*TASK TO COMPLETE*.
Reproduce nothing but the closing run of lines: the line with "Note: point at the arched" and each line that follows it to the end of the data.

*DATA FOR PROCESSING*.
•••

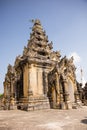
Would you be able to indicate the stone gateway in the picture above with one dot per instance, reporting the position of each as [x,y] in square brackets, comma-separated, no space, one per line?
[40,77]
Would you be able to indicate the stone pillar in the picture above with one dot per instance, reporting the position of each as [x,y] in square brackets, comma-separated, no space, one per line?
[57,89]
[30,92]
[68,105]
[45,83]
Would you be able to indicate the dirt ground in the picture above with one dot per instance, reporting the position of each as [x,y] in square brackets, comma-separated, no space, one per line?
[49,119]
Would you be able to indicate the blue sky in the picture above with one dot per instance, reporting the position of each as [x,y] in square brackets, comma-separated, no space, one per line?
[65,22]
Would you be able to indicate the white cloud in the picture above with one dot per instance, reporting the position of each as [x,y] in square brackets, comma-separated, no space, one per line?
[77,62]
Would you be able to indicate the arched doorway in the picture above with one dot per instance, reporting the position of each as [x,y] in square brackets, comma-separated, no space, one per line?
[71,91]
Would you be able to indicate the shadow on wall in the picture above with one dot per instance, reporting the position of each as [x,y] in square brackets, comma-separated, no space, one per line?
[84,121]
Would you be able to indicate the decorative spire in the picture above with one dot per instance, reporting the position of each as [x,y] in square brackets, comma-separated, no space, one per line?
[38,45]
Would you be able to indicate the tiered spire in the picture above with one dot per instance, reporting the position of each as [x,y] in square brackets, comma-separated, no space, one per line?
[38,45]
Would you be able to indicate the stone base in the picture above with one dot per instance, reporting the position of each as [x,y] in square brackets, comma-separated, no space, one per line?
[35,103]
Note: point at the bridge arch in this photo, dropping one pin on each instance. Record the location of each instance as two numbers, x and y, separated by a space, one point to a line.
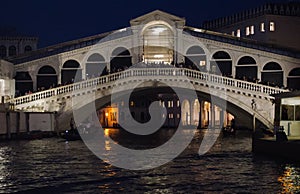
71 70
196 108
12 50
3 51
46 77
272 74
186 113
195 58
120 59
246 69
95 66
27 48
221 63
293 79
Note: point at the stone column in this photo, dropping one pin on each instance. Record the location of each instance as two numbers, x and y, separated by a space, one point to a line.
212 115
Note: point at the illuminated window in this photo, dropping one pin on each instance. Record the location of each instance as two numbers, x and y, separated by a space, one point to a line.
247 31
238 33
202 63
252 30
170 104
262 27
272 26
131 103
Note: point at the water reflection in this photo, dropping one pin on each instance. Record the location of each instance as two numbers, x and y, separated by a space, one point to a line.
290 180
52 165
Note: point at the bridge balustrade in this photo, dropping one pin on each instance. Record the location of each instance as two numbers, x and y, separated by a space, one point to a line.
196 76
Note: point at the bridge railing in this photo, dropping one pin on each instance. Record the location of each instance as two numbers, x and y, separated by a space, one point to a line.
197 76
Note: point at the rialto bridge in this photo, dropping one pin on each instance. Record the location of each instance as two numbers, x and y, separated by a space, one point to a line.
244 69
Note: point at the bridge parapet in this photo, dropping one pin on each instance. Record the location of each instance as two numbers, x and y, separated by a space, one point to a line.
197 77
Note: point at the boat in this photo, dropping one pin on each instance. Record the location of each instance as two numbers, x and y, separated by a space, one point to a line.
228 131
71 135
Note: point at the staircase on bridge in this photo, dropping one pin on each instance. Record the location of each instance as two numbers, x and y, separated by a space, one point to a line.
241 93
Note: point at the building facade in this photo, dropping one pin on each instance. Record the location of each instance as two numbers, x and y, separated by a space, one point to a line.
12 43
275 24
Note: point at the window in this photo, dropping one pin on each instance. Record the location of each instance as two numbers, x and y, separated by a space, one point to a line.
297 113
3 52
238 33
272 26
252 30
247 31
170 104
131 103
12 50
287 113
27 49
262 27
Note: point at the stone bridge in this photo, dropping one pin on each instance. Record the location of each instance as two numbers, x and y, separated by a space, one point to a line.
238 94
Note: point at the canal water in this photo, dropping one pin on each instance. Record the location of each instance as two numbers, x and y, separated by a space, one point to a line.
54 165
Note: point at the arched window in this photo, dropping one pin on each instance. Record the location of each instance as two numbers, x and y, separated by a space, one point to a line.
272 74
158 44
46 77
27 49
186 113
24 83
71 72
246 69
3 51
95 66
293 80
221 63
120 59
12 50
195 58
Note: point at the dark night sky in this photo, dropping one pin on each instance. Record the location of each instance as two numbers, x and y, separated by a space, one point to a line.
56 21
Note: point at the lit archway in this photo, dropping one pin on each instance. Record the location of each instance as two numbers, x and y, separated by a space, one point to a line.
46 77
158 44
27 49
221 64
272 74
71 72
3 51
293 80
246 69
24 83
12 51
186 113
195 58
196 113
95 66
120 59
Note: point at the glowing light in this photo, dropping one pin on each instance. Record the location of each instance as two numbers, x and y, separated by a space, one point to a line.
198 30
158 30
158 56
122 30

•••

*RESULT OF THIS EXERCISE*.
Note: point at the arched window in this photo, dropping one pin on each instance. Record the location of each instance as two numbers, x and y, separated by a space, one point to a line.
272 74
158 44
46 77
27 49
186 113
24 83
71 72
246 69
3 51
95 66
293 80
221 63
120 59
12 50
195 58
Note: point at the dark night sky in this photo, dropping one pin on each instance. Record the location of each instance as two numbers, x and y, separated by a space, one point to a line.
56 21
Note: point at the lit archway in this photo, dropping one pin on each instance. Record the location of each instance as two numbers, x and y, separated by a space, one point to a line.
46 77
158 44
27 49
221 64
272 74
71 72
3 51
293 80
246 69
24 83
12 51
186 113
195 58
196 113
95 66
120 59
Note: point at the glowing light in this photo, dropping one pin on each instance. Record the location of each instance as two numbers, x and y, separated by a space, one point to a line.
198 30
158 30
158 56
122 30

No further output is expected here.